Prompt
Report every row below that contains the word "gray", copying each such row in full. Case counts when matching.
··· Record list ···
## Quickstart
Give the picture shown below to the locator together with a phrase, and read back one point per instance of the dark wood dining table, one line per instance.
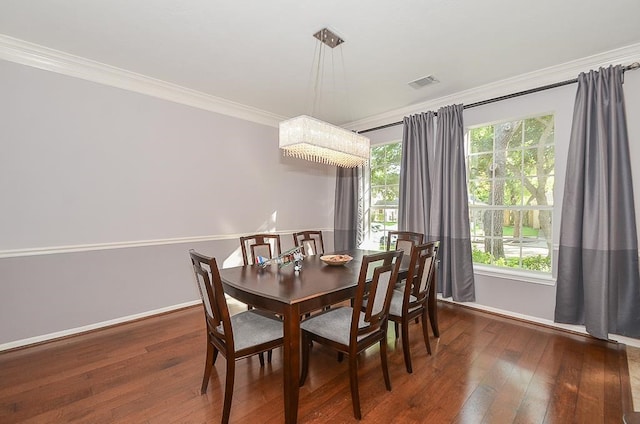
(292, 294)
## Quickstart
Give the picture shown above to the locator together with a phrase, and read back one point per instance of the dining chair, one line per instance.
(403, 240)
(411, 302)
(264, 245)
(351, 330)
(235, 337)
(310, 241)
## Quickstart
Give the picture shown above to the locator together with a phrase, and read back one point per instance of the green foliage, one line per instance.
(532, 263)
(385, 171)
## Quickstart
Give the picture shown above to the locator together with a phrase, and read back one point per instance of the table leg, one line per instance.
(291, 368)
(433, 304)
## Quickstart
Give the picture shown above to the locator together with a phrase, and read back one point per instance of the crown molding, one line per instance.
(54, 250)
(569, 70)
(37, 56)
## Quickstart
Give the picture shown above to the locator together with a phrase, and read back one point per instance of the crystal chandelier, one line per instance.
(314, 140)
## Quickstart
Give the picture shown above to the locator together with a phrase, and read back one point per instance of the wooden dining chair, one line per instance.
(235, 337)
(351, 330)
(411, 302)
(310, 241)
(265, 245)
(403, 240)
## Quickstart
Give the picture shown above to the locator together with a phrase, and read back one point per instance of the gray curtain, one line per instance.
(418, 136)
(433, 195)
(348, 211)
(598, 282)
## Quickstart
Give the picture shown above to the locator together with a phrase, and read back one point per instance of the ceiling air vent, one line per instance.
(421, 82)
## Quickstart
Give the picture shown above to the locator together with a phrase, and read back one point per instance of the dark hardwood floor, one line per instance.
(484, 369)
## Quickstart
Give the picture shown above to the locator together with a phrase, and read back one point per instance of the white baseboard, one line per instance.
(575, 328)
(96, 326)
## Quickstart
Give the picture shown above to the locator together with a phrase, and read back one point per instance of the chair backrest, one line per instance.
(378, 276)
(423, 264)
(214, 303)
(403, 240)
(310, 241)
(265, 245)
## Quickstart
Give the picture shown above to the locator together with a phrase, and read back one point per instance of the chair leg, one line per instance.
(306, 344)
(353, 380)
(212, 353)
(385, 366)
(405, 345)
(425, 331)
(228, 389)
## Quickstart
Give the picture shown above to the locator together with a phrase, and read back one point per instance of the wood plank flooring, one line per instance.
(484, 369)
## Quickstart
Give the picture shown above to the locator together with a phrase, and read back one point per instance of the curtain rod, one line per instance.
(633, 66)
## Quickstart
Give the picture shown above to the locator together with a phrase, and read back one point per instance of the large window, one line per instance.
(384, 187)
(511, 177)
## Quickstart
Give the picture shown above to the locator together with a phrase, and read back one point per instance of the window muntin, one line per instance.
(384, 189)
(510, 171)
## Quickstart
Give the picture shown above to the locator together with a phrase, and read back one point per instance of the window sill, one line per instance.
(520, 276)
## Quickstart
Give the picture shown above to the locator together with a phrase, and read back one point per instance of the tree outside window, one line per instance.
(384, 189)
(511, 179)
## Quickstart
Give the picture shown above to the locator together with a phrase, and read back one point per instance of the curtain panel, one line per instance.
(348, 218)
(433, 195)
(598, 282)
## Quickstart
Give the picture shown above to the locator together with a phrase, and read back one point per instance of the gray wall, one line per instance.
(104, 191)
(525, 294)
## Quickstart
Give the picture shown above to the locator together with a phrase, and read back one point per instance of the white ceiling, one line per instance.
(260, 53)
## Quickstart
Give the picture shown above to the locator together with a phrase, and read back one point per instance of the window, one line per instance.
(384, 187)
(510, 167)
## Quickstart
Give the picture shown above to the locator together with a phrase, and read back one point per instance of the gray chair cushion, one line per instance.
(334, 324)
(253, 327)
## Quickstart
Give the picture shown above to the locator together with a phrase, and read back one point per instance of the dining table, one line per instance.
(292, 294)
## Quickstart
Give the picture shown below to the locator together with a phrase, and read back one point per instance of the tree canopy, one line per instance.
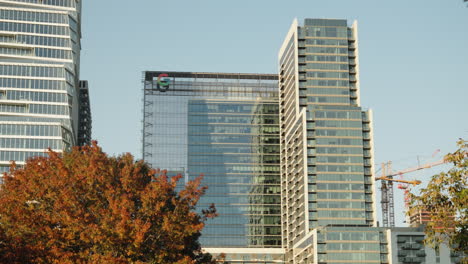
(446, 199)
(85, 207)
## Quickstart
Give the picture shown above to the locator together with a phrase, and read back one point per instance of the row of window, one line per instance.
(338, 123)
(249, 209)
(35, 96)
(338, 114)
(201, 169)
(30, 130)
(44, 41)
(232, 108)
(337, 177)
(331, 32)
(337, 214)
(337, 205)
(334, 257)
(35, 28)
(330, 42)
(33, 16)
(8, 108)
(336, 195)
(241, 230)
(245, 190)
(241, 139)
(53, 53)
(339, 159)
(16, 51)
(30, 143)
(273, 119)
(241, 179)
(342, 83)
(325, 99)
(339, 150)
(234, 129)
(340, 186)
(327, 58)
(327, 50)
(34, 71)
(256, 199)
(324, 91)
(19, 155)
(325, 66)
(208, 148)
(63, 3)
(36, 84)
(322, 74)
(339, 168)
(275, 159)
(240, 241)
(337, 141)
(335, 133)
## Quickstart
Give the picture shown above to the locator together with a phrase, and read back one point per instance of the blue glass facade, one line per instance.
(39, 69)
(224, 126)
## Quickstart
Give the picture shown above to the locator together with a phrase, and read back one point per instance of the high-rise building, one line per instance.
(224, 126)
(326, 147)
(39, 73)
(290, 169)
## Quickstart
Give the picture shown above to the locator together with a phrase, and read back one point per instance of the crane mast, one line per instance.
(387, 201)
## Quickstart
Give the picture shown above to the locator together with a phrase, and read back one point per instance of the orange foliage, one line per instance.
(85, 207)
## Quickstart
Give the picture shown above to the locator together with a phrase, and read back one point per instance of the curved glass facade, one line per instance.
(39, 69)
(226, 127)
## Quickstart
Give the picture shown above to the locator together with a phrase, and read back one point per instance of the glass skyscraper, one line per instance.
···
Result of the task
Give the picture shown above to the locator together with a phrase, and read back one point per instance of the gray curtain, one line per instance.
Give the picture shown above to the locator together with a phrase, and read back one point per instance of the gray wall, one line per instance.
Give the picture shown above to the locator together with a phrase, and read back one point per instance of the gray chair cushion, one line per instance.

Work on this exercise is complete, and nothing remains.